PROBLEM DESCRIPTION
Render the stretch of the records from the line containing "Where can the metal" through the end of the records as a Markdown table with the columns Row and Line, skipping any blank lines.

-- TASK INPUT start --

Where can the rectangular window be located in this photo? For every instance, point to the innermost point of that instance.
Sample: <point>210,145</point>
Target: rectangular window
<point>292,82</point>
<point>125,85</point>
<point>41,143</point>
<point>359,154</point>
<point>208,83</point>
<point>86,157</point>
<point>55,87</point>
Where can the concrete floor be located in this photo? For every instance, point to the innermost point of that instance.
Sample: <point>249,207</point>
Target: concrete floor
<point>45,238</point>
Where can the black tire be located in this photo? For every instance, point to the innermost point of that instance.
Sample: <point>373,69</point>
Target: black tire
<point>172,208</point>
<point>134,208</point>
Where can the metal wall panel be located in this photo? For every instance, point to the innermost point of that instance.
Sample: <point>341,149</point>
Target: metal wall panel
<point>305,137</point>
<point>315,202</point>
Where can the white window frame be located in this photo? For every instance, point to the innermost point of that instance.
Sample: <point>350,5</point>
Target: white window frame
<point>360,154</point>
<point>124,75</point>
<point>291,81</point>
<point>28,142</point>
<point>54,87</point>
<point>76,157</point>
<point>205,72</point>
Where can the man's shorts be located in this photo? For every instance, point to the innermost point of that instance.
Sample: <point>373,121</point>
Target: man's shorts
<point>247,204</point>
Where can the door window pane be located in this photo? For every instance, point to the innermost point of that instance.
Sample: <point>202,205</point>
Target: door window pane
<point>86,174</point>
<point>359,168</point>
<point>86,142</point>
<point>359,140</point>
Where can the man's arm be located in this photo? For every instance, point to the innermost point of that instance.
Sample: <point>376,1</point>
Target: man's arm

-- TASK INPUT end --

EXERCISE RESULT
| Row | Line |
|---|---|
| 1 | Where can the metal wall panel be located in this photo? For every instance, point to the innermost point of that instance. |
| 2 | Sample: <point>341,149</point> |
| 3 | Target: metal wall panel |
| 4 | <point>305,137</point> |
| 5 | <point>315,202</point> |
| 6 | Where can the white window frame be located in this photo? For every instance, point to the innermost point of that instance. |
| 7 | Sample: <point>350,5</point> |
| 8 | Target: white window frame |
| 9 | <point>360,154</point> |
| 10 | <point>124,75</point> |
| 11 | <point>291,81</point> |
| 12 | <point>28,142</point> |
| 13 | <point>54,87</point> |
| 14 | <point>76,157</point> |
| 15 | <point>205,72</point> |
| 16 | Where can the man's shorts be located in this photo? For every instance, point to the innermost point of that instance. |
| 17 | Sample: <point>373,121</point> |
| 18 | Target: man's shorts |
| 19 | <point>247,204</point> |
| 20 | Where can the door window pane be located in this photo? For every instance, point to the innermost point of that instance. |
| 21 | Sample: <point>202,205</point> |
| 22 | Target: door window pane |
| 23 | <point>86,174</point> |
| 24 | <point>359,168</point> |
| 25 | <point>86,142</point> |
| 26 | <point>359,140</point> |
| 27 | Where can the man's arm be located in this photo? For every instance, point to the innermost point of that instance. |
| 28 | Sample: <point>376,1</point> |
| 29 | Target: man's arm |